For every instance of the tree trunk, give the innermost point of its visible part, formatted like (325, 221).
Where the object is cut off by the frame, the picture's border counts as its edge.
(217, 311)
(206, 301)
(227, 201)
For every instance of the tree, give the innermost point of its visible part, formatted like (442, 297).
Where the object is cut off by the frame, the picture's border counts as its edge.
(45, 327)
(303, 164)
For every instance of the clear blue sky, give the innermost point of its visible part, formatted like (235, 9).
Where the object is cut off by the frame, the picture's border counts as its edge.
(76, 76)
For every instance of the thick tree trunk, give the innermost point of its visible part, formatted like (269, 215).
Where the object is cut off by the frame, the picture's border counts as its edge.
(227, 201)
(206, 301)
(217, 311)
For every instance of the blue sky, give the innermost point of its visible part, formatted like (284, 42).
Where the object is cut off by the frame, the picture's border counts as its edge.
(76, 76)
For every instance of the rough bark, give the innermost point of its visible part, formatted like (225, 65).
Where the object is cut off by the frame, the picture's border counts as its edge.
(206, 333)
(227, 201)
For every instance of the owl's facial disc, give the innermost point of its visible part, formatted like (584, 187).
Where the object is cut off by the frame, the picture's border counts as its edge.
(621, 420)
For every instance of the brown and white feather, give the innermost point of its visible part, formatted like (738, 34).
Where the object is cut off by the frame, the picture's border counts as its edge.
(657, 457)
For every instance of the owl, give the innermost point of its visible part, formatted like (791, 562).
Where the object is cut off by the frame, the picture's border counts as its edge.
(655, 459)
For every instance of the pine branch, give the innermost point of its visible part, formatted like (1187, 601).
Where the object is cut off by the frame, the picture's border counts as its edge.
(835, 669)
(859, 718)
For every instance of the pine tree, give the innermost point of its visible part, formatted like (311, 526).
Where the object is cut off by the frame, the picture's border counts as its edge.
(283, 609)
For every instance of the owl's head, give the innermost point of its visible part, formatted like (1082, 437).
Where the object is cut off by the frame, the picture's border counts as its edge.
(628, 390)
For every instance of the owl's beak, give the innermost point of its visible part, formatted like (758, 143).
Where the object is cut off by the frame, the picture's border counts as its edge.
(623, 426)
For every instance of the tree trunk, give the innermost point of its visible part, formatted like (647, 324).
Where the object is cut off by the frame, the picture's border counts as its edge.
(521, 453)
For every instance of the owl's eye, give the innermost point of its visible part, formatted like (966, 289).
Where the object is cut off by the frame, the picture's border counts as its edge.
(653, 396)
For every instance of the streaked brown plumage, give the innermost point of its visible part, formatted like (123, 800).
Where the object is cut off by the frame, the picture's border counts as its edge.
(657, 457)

.....

• **Required work**:
Output each line exactly, from the first line of the data down to the line that contains "For every instance of the tree, give", both included.

• **Answer area**:
For every instance of the tree trunk, give the innermost point of its visible part, formatted like (325, 221).
Where the object is cut off by the frame, the picture's border counts as its edge.
(217, 311)
(206, 301)
(227, 201)
For every instance of the tree, give the innermost point of its visible part, formatted like (442, 297).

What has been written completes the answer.